▸ **Problem requirements**: Render the lines below as a Markdown table with the columns "Row" and "Line". Number each row and omit any blank lines.

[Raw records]
++++++++
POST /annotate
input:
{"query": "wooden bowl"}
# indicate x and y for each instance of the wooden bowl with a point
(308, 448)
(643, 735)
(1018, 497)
++++++++
▸ **Written answer**:
| Row | Line |
|---|---|
| 1 | POST /annotate |
| 2 | input: |
| 3 | {"query": "wooden bowl"} |
| 4 | # indicate x and y for each instance of the wooden bowl with a point |
| 5 | (308, 448) |
| 6 | (643, 735) |
| 7 | (1018, 497) |